### Given passage

A man was allegedly pickpocketed, then beaten by a group of teenagers on a train Monday in Chicago, Illinois.
Surveillance footage taken from inside the red line train showed a female suspect in a green jacket standing near the 68-year-old man as he slept on the train, according to Fox News.
Reporter Matt Finn tweeted the disturbing video on Friday.
Exclusive: Graphic video shows mob of Chicago teens brutally beat 68-year-old man on city’s Red Line. First tried to pick pocket him as he slept. Full story: https://t.co/5EIEIsdsYj pic.twitter.com/kZrMTx6YTI
— Matt Finn (@MattFinnFNC) February 7, 2020
At one point, the suspect appeared to reach down and take something out of the victim’s pocket and gestured to another woman wearing a pink jacket to be quiet.
A few moments later, the woman moved out of view and appeared to sit down next to the sleeping man. When he awoke, she grabbed him and dragged him onto the floor, hitting him several times.

### Supplied material
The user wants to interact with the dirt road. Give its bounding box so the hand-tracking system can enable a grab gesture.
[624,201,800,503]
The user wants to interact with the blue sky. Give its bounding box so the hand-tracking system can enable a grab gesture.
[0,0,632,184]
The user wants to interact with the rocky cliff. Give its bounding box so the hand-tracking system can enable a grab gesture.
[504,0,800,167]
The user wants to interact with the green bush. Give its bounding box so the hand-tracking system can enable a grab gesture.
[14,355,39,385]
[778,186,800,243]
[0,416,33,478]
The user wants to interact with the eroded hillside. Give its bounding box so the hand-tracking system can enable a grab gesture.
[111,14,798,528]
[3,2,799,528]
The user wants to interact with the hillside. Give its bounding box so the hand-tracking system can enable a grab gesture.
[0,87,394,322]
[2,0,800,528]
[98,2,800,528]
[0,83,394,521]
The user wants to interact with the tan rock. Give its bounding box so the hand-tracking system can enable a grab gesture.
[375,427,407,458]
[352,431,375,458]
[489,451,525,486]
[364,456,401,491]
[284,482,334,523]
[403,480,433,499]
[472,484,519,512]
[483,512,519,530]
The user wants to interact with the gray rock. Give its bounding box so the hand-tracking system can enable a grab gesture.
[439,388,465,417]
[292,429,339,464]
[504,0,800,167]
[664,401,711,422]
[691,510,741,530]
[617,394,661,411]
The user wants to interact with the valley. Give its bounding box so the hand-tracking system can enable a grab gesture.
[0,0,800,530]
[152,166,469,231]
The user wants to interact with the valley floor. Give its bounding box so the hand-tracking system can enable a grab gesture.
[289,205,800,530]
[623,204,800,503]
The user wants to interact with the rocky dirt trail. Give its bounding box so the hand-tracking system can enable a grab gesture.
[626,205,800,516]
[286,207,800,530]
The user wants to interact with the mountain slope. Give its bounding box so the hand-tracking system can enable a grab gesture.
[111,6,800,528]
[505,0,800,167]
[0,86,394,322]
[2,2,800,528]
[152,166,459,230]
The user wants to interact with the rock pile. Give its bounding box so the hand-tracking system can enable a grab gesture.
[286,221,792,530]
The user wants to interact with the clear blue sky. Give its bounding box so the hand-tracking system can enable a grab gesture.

### Tasks to carry out
**a)** Please check each statement against the Red Line beating article and answer yes or no, quoting the words of the article that decide it.
(i) The 68-year-old man was asleep while the female suspect stood near him.
(ii) Matt Finn tweeted the video on a Monday.
(iii) The suspect in the green jacket signaled another woman to keep quiet.
**b)** Carry on the Red Line beating article from its last sentence.

### Task-by-task outputs
**a)**
(i) Yes: "standing near the 68-year-old man as he slept on the train"
(ii) No: "Reporter Matt Finn tweeted the disturbing video on Friday."
(iii) Yes: "gestured to another woman wearing a pink jacket to be quiet"

**b)**
Later in the video, several teenagers surrounded the victim and one in a light blue jacket grabbed the bar above the man’s head and proceeded to kick him as others joined in.
Several bystanders failed to help the victim during the alleged beating, the report noted.
When he made it to the Argyle station, train workers helped the man off and authorities were then able to interview him about the incident.
He was later taken to a nearby hospital and treated for his injuries.
“Police documents indicate he suffered blunt force trauma,” the report said.
At the Argyle station, police also detained and interviewed a group of teenagers. However, they were sent home not long after.
The Chicago Police Department (CPD) said the investigation was ongoing but no arrests were made because the victim “was unable to identify his attacker(s) due to his injuries.”
CPD officials met with Chicago Transit Authority (CTA) officials on Friday to discuss how to curb the recent uptick in violent crimes perpetrated on the red and blue lines, according to ABC 7.
“What we wanna do is put more of a presence not only on the platforms but riding the trains themselves,” said CPD Interim Superintendent Charlie Beck.
“It is safe for public transportation compared to some other major cities but it certainly is not safe enough,” he noted.
CTA’s Anti-Harassment Campaign stated that unwanted behavior would not be tolerated and urged passengers to say something if they or someone else was being victimized.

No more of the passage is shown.